* INSTRUCTIONS TO FOLLOW: Please list all lines of the material below in which the string "baseball" occurs.

* SOURCE MATERIAL:
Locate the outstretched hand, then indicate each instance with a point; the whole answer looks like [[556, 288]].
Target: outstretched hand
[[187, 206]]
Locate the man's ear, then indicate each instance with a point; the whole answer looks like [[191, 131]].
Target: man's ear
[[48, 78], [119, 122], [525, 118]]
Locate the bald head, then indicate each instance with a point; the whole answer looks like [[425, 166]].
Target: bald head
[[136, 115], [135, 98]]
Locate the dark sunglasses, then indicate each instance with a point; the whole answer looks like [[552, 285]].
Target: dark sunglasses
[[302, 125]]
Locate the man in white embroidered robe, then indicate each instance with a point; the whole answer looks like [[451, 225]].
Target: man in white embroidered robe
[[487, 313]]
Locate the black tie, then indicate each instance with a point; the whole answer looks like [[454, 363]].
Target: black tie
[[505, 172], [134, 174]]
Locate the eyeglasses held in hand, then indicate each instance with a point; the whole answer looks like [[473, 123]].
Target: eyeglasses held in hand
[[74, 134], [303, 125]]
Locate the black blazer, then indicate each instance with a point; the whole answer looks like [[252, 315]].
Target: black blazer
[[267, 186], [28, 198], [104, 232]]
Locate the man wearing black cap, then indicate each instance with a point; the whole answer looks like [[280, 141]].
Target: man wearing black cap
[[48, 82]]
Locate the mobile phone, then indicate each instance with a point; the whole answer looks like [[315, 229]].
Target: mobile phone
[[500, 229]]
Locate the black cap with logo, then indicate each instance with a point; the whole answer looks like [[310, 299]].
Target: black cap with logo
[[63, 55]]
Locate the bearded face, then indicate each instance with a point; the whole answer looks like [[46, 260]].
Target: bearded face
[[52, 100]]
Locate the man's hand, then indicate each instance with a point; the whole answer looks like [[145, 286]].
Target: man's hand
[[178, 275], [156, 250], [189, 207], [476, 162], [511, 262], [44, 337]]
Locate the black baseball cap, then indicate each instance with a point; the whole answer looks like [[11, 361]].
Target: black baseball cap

* SOLUTION:
Locate the black baseball cap, then indicate each instance with a point; the whole answer looks like [[11, 361]].
Target: black baseball cap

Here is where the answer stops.